--- begin DATA TO PROCESS ---
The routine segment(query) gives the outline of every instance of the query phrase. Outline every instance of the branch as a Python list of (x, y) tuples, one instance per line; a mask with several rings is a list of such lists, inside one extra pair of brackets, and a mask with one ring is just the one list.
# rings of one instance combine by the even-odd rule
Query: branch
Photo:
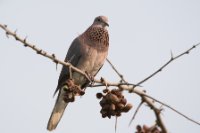
[(154, 73), (152, 73), (151, 75), (149, 75), (148, 77), (146, 77), (145, 79), (141, 80), (140, 82), (138, 82), (136, 85), (139, 86), (142, 83), (144, 83), (145, 81), (149, 80), (150, 78), (152, 78), (153, 76), (155, 76), (157, 73), (161, 72), (166, 66), (168, 66), (172, 61), (180, 58), (183, 55), (189, 54), (191, 50), (193, 50), (194, 48), (196, 48), (197, 46), (199, 46), (200, 43), (197, 43), (196, 45), (193, 45), (191, 48), (189, 48), (188, 50), (186, 50), (185, 52), (173, 57), (173, 54), (171, 52), (171, 58), (169, 59), (169, 61), (167, 61), (164, 65), (162, 65), (157, 71), (155, 71)]
[[(44, 57), (47, 57), (49, 59), (51, 59), (53, 62), (55, 62), (56, 64), (61, 64), (61, 65), (64, 65), (66, 67), (69, 67), (70, 69), (72, 69), (73, 71), (76, 71), (80, 74), (82, 74), (83, 76), (85, 76), (88, 80), (90, 80), (90, 78), (88, 77), (88, 75), (81, 71), (80, 69), (74, 67), (73, 65), (71, 65), (69, 62), (64, 62), (64, 61), (61, 61), (59, 59), (56, 58), (55, 54), (48, 54), (47, 52), (43, 51), (42, 49), (39, 49), (37, 48), (35, 45), (27, 42), (27, 39), (24, 38), (22, 39), (21, 37), (19, 37), (15, 32), (12, 32), (11, 30), (9, 30), (7, 28), (6, 25), (2, 25), (0, 24), (0, 27), (6, 32), (6, 36), (12, 36), (14, 37), (17, 41), (21, 42), (22, 44), (24, 44), (25, 47), (29, 47), (31, 49), (33, 49), (34, 51), (36, 51), (37, 54), (40, 54)], [(161, 113), (161, 109), (158, 109), (154, 103), (152, 102), (153, 101), (156, 101), (164, 106), (166, 106), (167, 108), (173, 110), (174, 112), (178, 113), (179, 115), (185, 117), (186, 119), (200, 125), (199, 122), (196, 122), (194, 120), (192, 120), (191, 118), (187, 117), (186, 115), (180, 113), (179, 111), (177, 111), (176, 109), (172, 108), (171, 106), (147, 95), (143, 90), (139, 90), (137, 88), (135, 88), (136, 86), (139, 86), (140, 84), (144, 83), (145, 81), (147, 81), (148, 79), (152, 78), (153, 76), (155, 76), (158, 72), (162, 71), (163, 68), (165, 68), (167, 65), (169, 65), (172, 61), (180, 58), (181, 56), (185, 55), (185, 54), (189, 54), (189, 52), (191, 50), (193, 50), (194, 48), (196, 48), (200, 43), (194, 45), (193, 47), (191, 47), (190, 49), (186, 50), (185, 52), (173, 57), (173, 55), (171, 54), (171, 59), (166, 62), (163, 66), (161, 66), (157, 71), (155, 71), (154, 73), (152, 73), (150, 76), (148, 76), (147, 78), (143, 79), (142, 81), (138, 82), (136, 85), (134, 84), (130, 84), (128, 82), (125, 81), (123, 75), (121, 75), (117, 69), (112, 65), (112, 63), (107, 59), (108, 63), (111, 65), (111, 67), (113, 68), (113, 70), (119, 75), (119, 77), (121, 78), (121, 80), (124, 82), (120, 82), (120, 83), (110, 83), (108, 81), (105, 81), (104, 80), (97, 80), (97, 79), (94, 79), (94, 82), (97, 83), (96, 85), (90, 85), (90, 87), (99, 87), (99, 86), (116, 86), (116, 87), (119, 87), (120, 89), (122, 90), (128, 90), (130, 93), (135, 93), (137, 94), (138, 96), (140, 96), (142, 98), (142, 101), (147, 103), (147, 105), (154, 111), (154, 114), (156, 116), (156, 121), (157, 121), (157, 125), (162, 129), (162, 132), (163, 133), (167, 133), (167, 129), (162, 121), (162, 118), (160, 116), (160, 113)], [(142, 103), (141, 103), (142, 104)], [(139, 110), (139, 107), (138, 109)], [(137, 111), (136, 111), (137, 112)], [(136, 114), (136, 113), (135, 113)]]
[(131, 120), (130, 120), (130, 122), (129, 122), (129, 126), (131, 125), (131, 123), (132, 123), (133, 120), (135, 119), (135, 116), (136, 116), (136, 114), (138, 113), (138, 111), (139, 111), (139, 109), (140, 109), (140, 107), (142, 106), (143, 103), (144, 103), (144, 101), (142, 100), (142, 101), (140, 102), (140, 104), (138, 105), (138, 107), (136, 108), (135, 113), (133, 114), (133, 117), (131, 118)]
[(117, 69), (116, 69), (115, 66), (111, 63), (111, 61), (110, 61), (108, 58), (107, 58), (106, 60), (107, 60), (107, 62), (110, 64), (110, 66), (112, 67), (112, 69), (113, 69), (113, 70), (117, 73), (117, 75), (121, 78), (121, 81), (127, 83), (126, 80), (124, 79), (124, 76), (123, 76), (122, 74), (120, 74), (119, 71), (117, 71)]
[(51, 59), (53, 62), (55, 62), (56, 64), (61, 64), (61, 65), (64, 65), (66, 67), (69, 67), (71, 70), (75, 71), (75, 72), (78, 72), (80, 74), (82, 74), (83, 76), (85, 76), (89, 81), (90, 81), (90, 78), (88, 77), (88, 75), (81, 71), (80, 69), (74, 67), (72, 64), (70, 64), (69, 62), (64, 62), (64, 61), (61, 61), (59, 59), (56, 58), (55, 54), (48, 54), (46, 51), (42, 50), (42, 49), (39, 49), (37, 48), (34, 44), (31, 44), (29, 42), (27, 42), (27, 37), (26, 38), (21, 38), (17, 35), (16, 31), (15, 32), (12, 32), (11, 30), (9, 30), (7, 28), (7, 25), (2, 25), (0, 24), (0, 27), (6, 32), (6, 36), (12, 36), (16, 39), (16, 41), (19, 41), (21, 42), (22, 44), (24, 44), (24, 47), (29, 47), (31, 48), (32, 50), (36, 51), (37, 54), (40, 54), (44, 57), (47, 57), (48, 59)]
--- end DATA TO PROCESS ---
__INSTRUCTIONS TO FOLLOW__
How many lines of the data above contain the word "instance"? Reply with the number alone.

__EXERCISE RESULT__
2